--- En qué consiste ---
Según el texto fuente, ¿por qué no está permitido ayunar en el banquete del Esposo?

--- Texto fuente ---
Las dos lecturas que nos han sido propuestas constituyen una clara invitación a fijar la mirada de nuestro corazón en Jesús. El es el sumo sacerdote que, verdaderamente, puede sentir justa compasión por nosotros, dado que pagó con «con grandes gritos y lágrimas» su solidaridad con nosotros y «aprendió a obedecer a través del sufrimiento». Por eso permanece ahora siempre vivo en presencia del Padre como memorial santo y agradable a Dios por todos nosotros. Se nos ha abierto, por fin, el camino para acceder al corazón del Padre, con la certeza de que seremos escuchados más allá de nuestro deseo. En efecto, no sólo él nos representa a todos ante Dios, sino que es también la presencia viva de Dios en medio de los hombres, es el Esposo que nos hace sentar a cada uno de nosotros en su banquete de alegría y de fiesta, donde no está permitido ayunar, porque ahora está con nosotros para siempre, hasta el final de los días. Estamos, por tanto, ante una palabra que nos afecta profundamente y constituye un verdadero «evangelio», la Buena Noticia que esperábamos. Nuestra ignorancia y nuestro error -nuestro extravío- han encontrado al final a alguien que está en condiciones de darles un nombre y cambiarlos, con la certeza de que nada de cuanto es nuestro carece de valor. Dios nos ama, Dios me ama. El es quien recoge nuestras lágrimas en su odre -pues son preciosas para él- y cambia nuestro lamento en danza (cf. Sal 55,9; 29,12).

--- Datos mostrados ---

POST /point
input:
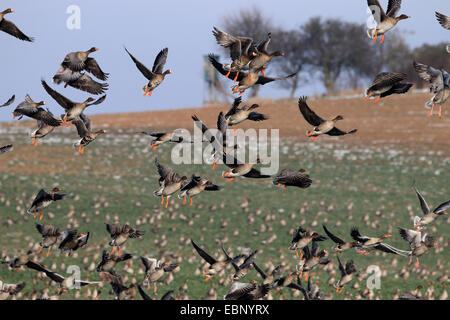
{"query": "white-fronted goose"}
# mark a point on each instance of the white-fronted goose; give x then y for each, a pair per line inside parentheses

--- Tarea resuelta ---
Porque ahora está con nosotros para siempre, hasta el final de los días.